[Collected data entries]

++++

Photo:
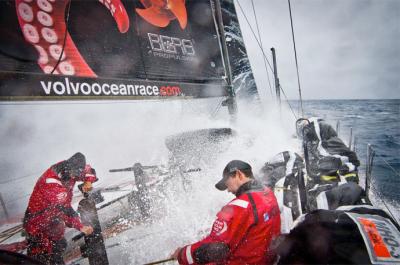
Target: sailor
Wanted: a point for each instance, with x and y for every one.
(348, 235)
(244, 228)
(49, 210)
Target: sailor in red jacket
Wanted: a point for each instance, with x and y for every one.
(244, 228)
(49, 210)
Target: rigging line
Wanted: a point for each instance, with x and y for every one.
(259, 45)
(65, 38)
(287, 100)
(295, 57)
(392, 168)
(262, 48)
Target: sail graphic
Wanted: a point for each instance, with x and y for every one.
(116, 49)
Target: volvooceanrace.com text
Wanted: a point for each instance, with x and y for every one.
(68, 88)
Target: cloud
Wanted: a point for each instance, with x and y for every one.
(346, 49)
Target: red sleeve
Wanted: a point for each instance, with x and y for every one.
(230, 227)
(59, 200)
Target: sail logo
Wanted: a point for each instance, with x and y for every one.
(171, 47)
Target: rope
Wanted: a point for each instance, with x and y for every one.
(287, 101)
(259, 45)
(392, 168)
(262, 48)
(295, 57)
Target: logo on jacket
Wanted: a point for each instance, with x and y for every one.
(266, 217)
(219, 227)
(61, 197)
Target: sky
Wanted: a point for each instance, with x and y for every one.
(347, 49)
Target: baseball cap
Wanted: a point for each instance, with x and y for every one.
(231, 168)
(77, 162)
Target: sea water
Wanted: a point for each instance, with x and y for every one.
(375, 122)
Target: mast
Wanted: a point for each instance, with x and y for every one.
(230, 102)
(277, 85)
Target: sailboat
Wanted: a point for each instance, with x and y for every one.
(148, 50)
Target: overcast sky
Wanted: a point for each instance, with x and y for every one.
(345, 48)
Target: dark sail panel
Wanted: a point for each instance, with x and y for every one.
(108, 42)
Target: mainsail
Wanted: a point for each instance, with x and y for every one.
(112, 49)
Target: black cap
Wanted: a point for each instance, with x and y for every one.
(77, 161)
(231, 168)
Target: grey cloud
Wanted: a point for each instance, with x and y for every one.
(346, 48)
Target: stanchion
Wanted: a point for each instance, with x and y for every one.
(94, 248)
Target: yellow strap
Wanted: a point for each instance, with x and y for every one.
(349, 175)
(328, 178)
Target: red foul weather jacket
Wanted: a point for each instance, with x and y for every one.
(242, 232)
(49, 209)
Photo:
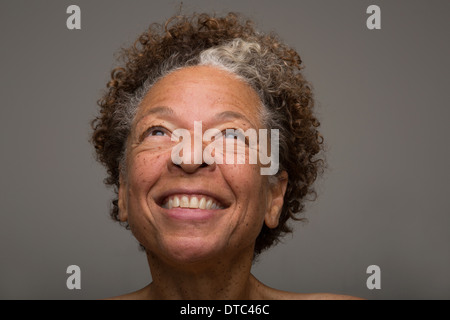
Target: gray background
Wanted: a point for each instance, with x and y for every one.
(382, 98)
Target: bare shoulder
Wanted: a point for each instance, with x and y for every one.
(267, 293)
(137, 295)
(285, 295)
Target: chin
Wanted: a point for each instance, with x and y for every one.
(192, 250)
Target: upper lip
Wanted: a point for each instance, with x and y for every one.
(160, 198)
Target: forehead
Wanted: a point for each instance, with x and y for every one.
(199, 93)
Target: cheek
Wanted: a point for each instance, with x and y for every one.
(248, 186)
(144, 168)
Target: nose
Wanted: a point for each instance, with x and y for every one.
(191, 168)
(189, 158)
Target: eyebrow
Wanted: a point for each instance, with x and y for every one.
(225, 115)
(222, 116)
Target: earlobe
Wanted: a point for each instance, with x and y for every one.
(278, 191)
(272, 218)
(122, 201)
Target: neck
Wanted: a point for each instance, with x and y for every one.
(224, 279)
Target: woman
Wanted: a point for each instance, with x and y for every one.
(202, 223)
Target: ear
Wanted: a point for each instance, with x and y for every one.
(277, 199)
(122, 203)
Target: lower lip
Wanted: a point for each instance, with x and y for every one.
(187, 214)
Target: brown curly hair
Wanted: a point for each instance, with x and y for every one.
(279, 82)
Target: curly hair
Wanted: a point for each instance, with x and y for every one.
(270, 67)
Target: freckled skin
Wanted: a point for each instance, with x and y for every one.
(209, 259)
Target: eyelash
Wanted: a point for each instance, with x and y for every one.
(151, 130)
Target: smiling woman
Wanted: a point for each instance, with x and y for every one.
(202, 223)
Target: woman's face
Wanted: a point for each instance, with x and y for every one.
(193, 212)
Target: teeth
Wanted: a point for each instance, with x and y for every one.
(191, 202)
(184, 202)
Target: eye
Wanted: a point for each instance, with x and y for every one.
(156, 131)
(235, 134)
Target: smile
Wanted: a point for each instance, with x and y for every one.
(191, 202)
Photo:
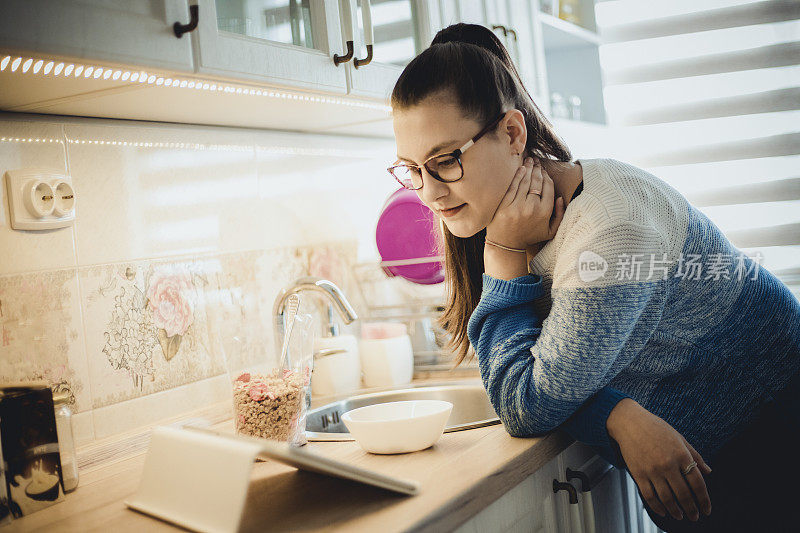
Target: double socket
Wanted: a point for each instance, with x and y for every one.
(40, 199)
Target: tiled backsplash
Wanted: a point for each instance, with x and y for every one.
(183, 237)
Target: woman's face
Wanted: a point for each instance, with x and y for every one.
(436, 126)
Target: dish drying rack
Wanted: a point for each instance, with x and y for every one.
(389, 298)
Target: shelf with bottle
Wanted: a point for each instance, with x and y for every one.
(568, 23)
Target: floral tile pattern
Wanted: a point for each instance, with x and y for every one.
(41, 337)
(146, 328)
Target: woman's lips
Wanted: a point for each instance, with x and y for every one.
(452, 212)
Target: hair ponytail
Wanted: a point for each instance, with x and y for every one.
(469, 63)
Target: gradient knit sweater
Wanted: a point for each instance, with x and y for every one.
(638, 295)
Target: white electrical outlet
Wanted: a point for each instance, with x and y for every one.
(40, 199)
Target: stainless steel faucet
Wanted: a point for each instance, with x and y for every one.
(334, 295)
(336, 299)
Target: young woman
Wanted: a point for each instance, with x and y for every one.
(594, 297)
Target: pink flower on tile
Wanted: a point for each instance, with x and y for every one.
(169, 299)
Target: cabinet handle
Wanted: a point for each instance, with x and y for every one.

++++

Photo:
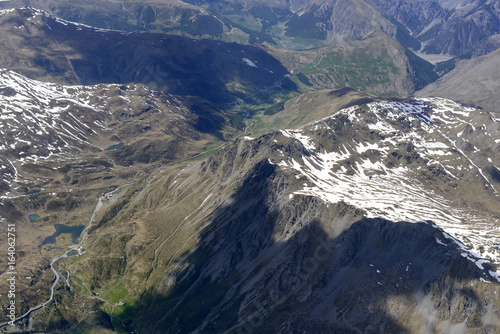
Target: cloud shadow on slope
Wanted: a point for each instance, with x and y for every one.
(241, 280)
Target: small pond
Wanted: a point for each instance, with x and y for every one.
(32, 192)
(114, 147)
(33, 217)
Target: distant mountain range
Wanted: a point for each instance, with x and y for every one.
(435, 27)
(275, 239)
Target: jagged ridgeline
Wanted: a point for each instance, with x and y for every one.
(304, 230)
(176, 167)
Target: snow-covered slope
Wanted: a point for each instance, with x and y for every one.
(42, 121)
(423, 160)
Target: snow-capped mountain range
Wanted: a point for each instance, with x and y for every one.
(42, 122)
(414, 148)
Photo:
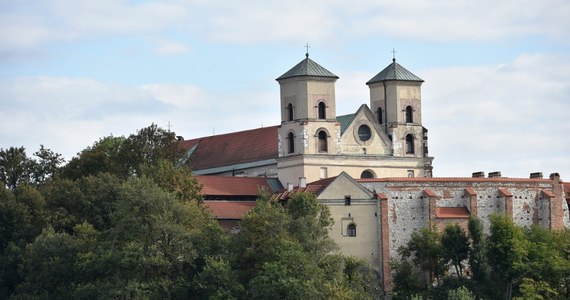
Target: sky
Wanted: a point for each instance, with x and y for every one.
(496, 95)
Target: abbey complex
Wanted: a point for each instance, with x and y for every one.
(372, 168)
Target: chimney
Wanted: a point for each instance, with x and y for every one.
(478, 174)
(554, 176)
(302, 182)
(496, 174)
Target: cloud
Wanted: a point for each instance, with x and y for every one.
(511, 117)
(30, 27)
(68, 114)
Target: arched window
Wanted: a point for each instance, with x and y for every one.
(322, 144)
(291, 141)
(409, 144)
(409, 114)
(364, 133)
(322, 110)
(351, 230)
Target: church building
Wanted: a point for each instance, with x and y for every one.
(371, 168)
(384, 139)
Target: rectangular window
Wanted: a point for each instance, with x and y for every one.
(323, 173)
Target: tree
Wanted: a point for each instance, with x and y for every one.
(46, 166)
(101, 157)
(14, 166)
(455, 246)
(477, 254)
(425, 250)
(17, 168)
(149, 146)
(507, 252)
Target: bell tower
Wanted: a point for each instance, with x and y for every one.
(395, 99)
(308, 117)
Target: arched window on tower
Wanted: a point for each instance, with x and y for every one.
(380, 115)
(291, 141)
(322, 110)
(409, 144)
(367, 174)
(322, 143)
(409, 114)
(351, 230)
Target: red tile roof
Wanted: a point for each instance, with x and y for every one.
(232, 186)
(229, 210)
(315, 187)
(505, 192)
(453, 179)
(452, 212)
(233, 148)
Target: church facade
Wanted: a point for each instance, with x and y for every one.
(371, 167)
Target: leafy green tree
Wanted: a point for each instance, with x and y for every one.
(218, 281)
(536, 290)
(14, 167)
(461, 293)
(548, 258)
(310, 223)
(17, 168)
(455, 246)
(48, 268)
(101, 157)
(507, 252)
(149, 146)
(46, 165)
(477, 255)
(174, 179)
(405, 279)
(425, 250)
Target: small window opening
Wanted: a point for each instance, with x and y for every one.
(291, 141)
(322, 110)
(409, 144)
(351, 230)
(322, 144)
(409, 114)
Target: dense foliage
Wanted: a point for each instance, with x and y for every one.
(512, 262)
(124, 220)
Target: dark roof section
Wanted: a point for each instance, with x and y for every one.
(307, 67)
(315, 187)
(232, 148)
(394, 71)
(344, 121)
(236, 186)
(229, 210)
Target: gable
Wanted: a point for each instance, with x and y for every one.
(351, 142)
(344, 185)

++++

▶ _Objective_: List every line of the data above that contains the word "arched".

▶ _Result for this task_:
Target: arched window
Target: arched window on tower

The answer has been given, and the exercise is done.